(Point annotation dataset records)
= = = = = = =
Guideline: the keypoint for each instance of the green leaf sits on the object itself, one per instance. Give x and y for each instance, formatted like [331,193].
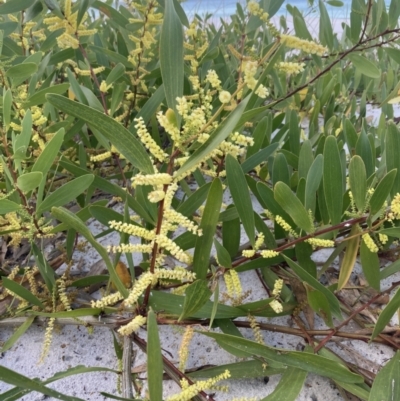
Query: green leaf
[371,266]
[302,360]
[333,180]
[21,291]
[221,133]
[259,157]
[305,276]
[313,181]
[363,65]
[191,204]
[350,257]
[208,225]
[45,270]
[17,334]
[11,377]
[385,316]
[393,53]
[325,26]
[386,385]
[117,72]
[224,259]
[394,14]
[240,195]
[358,181]
[319,304]
[238,370]
[7,104]
[381,192]
[66,193]
[154,359]
[74,222]
[392,150]
[196,295]
[7,206]
[39,97]
[289,386]
[130,147]
[293,206]
[111,13]
[20,72]
[29,181]
[14,6]
[171,55]
[173,304]
[231,234]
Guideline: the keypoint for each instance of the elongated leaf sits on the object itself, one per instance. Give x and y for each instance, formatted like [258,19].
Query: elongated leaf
[29,181]
[21,291]
[289,386]
[392,150]
[208,224]
[224,259]
[259,157]
[154,359]
[7,206]
[17,334]
[231,234]
[358,181]
[293,206]
[350,257]
[333,180]
[305,276]
[66,193]
[221,133]
[381,192]
[173,304]
[11,377]
[238,370]
[370,265]
[17,393]
[196,295]
[386,315]
[171,55]
[240,195]
[7,104]
[364,66]
[325,26]
[13,6]
[40,96]
[386,385]
[74,222]
[120,137]
[308,362]
[21,71]
[313,181]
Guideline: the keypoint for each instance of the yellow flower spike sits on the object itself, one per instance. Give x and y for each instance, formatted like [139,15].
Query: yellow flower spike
[184,348]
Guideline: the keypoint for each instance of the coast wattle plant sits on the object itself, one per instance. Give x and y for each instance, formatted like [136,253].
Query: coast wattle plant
[169,118]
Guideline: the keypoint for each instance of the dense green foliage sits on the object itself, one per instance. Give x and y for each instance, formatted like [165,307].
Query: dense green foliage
[167,116]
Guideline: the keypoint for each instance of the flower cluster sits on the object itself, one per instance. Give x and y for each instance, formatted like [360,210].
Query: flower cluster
[189,392]
[318,242]
[184,348]
[306,46]
[256,329]
[286,226]
[148,141]
[369,242]
[133,326]
[249,253]
[69,24]
[291,68]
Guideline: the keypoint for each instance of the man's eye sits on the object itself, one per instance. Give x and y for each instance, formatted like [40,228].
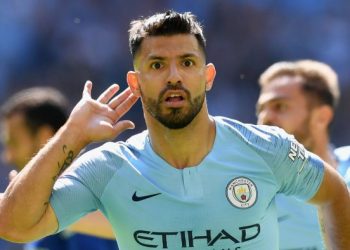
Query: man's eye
[188,63]
[156,65]
[281,107]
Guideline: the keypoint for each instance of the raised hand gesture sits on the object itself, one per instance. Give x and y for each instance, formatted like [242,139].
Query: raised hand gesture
[99,120]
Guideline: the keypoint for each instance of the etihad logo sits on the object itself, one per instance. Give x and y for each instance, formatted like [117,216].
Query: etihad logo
[190,239]
[241,192]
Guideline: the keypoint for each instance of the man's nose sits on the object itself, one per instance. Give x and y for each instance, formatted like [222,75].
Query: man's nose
[174,76]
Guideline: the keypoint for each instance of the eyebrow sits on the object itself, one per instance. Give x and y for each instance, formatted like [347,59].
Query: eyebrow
[187,55]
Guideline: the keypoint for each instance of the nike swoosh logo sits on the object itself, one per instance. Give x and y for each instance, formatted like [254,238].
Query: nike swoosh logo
[144,197]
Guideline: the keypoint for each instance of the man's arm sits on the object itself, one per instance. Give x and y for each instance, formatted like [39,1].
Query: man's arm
[333,200]
[25,213]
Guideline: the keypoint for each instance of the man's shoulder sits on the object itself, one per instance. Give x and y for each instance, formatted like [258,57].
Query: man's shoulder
[250,131]
[343,153]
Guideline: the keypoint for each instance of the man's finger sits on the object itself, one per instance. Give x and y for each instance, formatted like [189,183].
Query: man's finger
[116,101]
[87,89]
[108,93]
[12,174]
[125,106]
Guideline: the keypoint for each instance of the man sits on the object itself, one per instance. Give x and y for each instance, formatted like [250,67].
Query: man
[301,97]
[30,118]
[190,181]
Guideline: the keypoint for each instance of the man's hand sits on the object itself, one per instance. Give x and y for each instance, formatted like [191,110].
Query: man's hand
[98,120]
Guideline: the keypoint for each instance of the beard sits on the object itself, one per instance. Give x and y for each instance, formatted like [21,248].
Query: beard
[176,118]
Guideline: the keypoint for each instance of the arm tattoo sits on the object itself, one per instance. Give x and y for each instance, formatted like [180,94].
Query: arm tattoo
[67,161]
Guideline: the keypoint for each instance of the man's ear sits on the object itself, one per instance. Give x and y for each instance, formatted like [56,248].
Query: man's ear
[131,78]
[210,73]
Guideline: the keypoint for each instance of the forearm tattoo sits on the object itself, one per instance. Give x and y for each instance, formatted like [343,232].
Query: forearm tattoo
[69,157]
[67,161]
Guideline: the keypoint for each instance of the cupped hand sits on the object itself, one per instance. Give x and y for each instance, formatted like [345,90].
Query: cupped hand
[99,120]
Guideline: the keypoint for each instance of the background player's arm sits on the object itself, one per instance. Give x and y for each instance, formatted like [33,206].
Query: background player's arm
[25,213]
[333,200]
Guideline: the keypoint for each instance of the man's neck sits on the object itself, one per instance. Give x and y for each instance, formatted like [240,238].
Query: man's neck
[185,147]
[322,149]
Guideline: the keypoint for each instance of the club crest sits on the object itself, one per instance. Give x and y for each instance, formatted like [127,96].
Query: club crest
[241,192]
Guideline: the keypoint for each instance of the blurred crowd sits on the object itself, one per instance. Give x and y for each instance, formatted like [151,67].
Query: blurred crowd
[63,43]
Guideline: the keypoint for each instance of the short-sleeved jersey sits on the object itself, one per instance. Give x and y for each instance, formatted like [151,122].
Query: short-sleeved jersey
[224,202]
[299,225]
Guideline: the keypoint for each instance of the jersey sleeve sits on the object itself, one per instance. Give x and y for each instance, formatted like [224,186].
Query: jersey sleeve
[78,191]
[298,172]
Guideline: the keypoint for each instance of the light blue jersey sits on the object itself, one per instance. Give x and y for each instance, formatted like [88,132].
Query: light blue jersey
[299,226]
[225,202]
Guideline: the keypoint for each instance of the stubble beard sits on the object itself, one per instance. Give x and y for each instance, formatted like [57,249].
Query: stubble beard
[176,118]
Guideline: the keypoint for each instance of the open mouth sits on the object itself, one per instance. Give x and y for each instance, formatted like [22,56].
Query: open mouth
[174,98]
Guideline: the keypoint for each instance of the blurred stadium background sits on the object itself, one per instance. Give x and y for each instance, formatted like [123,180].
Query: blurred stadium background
[63,43]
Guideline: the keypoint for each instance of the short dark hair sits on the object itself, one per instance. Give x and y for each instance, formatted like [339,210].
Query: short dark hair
[40,106]
[319,79]
[164,24]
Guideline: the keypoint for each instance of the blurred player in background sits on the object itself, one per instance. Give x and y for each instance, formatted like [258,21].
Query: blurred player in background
[301,97]
[29,119]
= = = = = = =
→ What you need to do: Rewrite everything from the line containing "Guideline: the keypoint for each instance of the short dark" down to the end of the records, requests included, with each answer coordinate multiplied by 2.3 and rounded to a whole number, halves up. Leave the requests and their format samples unchanged.

→ The response:
Guideline: the keypoint for each instance of the short dark hair sits on the object itself, one per instance. Give x and y for each instance, formatted like [339,210].
Query: short dark hair
[92,244]
[734,182]
[377,55]
Guideline: the keypoint for each instance of the blurred player in background sits on the object itself, one per instance. Give x and y for each instance, formatted like [258,21].
Query: blurred player in background
[692,223]
[67,274]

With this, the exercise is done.